■ **EXERCISE DESCRIPTION**
Retype every item below without changing a single character.

■ **EXERCISE MATERIAL**
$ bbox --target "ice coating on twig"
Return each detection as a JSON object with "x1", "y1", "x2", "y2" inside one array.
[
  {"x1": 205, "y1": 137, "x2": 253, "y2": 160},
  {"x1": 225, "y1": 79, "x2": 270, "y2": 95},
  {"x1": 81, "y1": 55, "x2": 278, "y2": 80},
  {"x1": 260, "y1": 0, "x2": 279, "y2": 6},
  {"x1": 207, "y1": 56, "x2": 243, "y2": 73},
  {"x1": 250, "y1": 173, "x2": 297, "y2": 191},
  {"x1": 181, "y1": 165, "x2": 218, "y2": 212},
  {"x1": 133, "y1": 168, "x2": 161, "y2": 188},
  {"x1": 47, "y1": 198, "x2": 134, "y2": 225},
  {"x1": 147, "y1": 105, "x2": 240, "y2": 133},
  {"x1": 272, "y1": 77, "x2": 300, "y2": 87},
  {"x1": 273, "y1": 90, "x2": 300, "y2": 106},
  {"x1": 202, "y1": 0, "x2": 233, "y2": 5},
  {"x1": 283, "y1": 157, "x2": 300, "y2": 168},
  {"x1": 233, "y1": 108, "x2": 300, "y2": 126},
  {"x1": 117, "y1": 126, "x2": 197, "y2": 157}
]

■ **TASK OUTPUT**
$ bbox --target "ice coating on twig"
Return each detection as a JSON object with "x1", "y1", "x2", "y2" inside one array.
[
  {"x1": 205, "y1": 137, "x2": 253, "y2": 160},
  {"x1": 225, "y1": 79, "x2": 270, "y2": 95},
  {"x1": 81, "y1": 55, "x2": 278, "y2": 80},
  {"x1": 260, "y1": 0, "x2": 279, "y2": 6},
  {"x1": 207, "y1": 56, "x2": 243, "y2": 73},
  {"x1": 250, "y1": 173, "x2": 297, "y2": 191},
  {"x1": 181, "y1": 165, "x2": 218, "y2": 212},
  {"x1": 133, "y1": 168, "x2": 161, "y2": 188},
  {"x1": 47, "y1": 198, "x2": 134, "y2": 225},
  {"x1": 147, "y1": 105, "x2": 240, "y2": 133},
  {"x1": 272, "y1": 77, "x2": 300, "y2": 87},
  {"x1": 273, "y1": 90, "x2": 300, "y2": 106},
  {"x1": 202, "y1": 0, "x2": 233, "y2": 5},
  {"x1": 283, "y1": 157, "x2": 300, "y2": 168},
  {"x1": 233, "y1": 108, "x2": 300, "y2": 126},
  {"x1": 117, "y1": 126, "x2": 197, "y2": 157}
]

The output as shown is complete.